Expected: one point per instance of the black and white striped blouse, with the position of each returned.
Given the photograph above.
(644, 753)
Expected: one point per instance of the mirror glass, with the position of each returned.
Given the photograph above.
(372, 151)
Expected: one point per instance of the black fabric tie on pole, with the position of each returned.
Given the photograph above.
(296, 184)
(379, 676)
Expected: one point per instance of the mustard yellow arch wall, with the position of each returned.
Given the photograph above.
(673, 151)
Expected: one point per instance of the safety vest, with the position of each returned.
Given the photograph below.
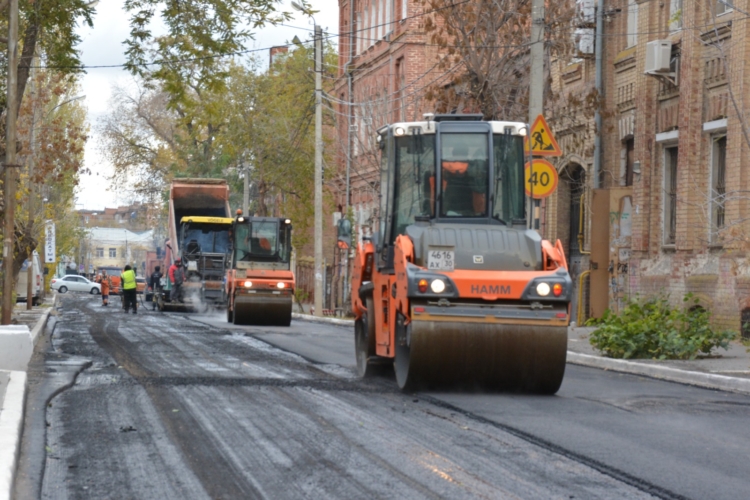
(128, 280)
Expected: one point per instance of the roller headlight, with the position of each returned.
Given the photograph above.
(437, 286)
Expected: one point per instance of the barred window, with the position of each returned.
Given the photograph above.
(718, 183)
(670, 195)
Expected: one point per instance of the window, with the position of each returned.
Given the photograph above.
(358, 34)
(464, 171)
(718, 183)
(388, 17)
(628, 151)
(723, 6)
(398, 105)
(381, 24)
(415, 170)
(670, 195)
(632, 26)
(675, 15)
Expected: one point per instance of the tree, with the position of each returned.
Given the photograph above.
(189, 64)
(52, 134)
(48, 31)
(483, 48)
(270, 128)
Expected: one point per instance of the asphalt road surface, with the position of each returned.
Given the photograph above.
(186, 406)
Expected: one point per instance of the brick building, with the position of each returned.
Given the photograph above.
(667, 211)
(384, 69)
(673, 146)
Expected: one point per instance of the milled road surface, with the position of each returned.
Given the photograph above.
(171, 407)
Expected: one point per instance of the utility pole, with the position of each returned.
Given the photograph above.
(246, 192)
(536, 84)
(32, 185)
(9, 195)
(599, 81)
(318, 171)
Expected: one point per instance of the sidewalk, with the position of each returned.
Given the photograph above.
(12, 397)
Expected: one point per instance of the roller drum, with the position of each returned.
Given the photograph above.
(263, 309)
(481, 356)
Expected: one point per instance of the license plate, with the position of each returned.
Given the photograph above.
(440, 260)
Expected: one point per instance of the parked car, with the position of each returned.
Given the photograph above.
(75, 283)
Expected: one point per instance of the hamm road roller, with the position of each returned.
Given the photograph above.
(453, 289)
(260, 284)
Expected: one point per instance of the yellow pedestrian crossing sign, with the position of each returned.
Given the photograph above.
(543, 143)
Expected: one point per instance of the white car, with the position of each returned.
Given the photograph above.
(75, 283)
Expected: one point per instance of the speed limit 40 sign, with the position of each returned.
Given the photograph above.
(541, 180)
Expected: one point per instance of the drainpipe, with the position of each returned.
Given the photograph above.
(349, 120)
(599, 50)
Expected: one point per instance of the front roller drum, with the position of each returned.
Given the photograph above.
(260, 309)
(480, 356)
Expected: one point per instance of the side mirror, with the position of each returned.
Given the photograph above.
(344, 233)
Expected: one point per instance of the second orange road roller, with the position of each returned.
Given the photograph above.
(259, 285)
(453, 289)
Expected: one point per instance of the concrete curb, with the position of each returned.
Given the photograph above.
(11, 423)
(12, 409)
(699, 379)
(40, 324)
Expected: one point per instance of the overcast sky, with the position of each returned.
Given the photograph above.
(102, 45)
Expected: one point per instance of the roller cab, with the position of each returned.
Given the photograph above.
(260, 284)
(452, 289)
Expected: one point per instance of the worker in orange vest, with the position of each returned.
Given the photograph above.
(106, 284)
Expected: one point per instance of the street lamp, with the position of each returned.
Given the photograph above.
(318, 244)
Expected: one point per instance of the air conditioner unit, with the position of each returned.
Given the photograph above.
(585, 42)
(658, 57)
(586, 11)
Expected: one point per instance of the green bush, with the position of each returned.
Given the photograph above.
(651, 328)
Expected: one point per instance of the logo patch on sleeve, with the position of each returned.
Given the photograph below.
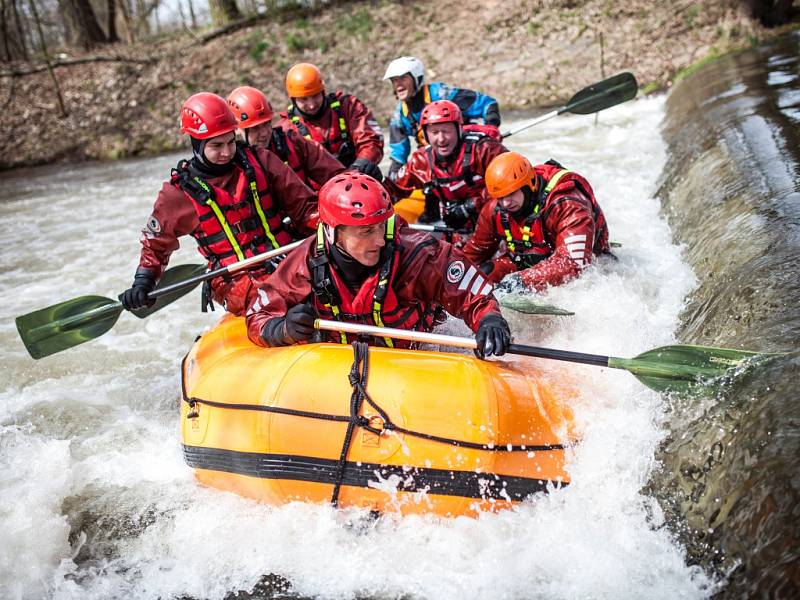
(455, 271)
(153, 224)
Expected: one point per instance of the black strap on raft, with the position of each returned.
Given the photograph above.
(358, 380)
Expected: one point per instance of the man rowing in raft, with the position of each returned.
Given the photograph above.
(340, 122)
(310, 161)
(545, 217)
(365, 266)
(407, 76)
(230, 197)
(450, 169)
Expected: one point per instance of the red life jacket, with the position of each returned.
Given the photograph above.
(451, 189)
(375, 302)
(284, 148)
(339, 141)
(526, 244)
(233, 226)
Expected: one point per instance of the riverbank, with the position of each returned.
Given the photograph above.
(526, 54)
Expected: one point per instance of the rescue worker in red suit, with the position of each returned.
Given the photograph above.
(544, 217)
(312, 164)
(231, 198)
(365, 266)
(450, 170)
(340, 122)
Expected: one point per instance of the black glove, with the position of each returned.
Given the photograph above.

──────────────────────────────

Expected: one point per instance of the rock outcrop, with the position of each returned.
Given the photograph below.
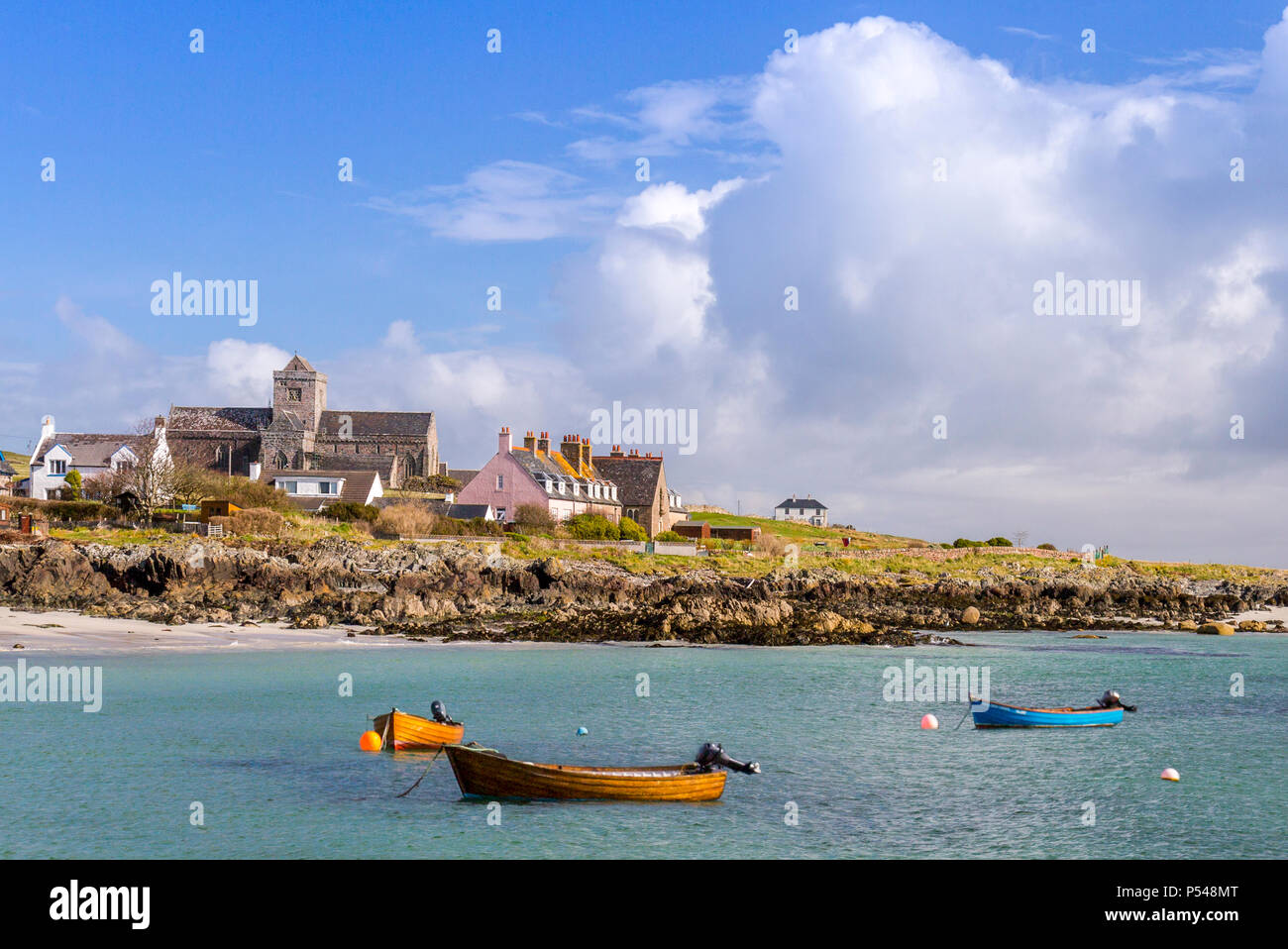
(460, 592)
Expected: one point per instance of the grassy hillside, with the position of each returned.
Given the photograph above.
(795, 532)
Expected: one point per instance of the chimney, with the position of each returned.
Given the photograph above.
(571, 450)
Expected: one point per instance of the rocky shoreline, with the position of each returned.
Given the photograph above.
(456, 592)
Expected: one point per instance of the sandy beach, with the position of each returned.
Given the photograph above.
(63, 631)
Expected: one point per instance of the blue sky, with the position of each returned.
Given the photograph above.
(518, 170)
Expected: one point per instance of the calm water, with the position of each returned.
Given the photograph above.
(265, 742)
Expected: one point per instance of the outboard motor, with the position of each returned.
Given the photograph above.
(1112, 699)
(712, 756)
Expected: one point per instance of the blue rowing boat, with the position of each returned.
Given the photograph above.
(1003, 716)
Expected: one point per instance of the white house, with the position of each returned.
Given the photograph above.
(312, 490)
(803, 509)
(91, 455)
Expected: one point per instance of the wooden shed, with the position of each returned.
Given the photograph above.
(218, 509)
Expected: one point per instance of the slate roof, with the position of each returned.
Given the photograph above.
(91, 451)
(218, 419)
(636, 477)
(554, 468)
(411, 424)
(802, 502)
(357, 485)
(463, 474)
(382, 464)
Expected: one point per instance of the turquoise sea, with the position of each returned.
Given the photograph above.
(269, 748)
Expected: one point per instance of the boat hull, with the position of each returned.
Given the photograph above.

──────────────────────────────

- Action item:
Look through the entries and copy every line in which the string "pole" appears.

- Exercise answer:
Expected: one point per instance of the black fabric tie on pole, with the position of each returned.
Expected: one point per instance of the utility pole, with the position of each returned.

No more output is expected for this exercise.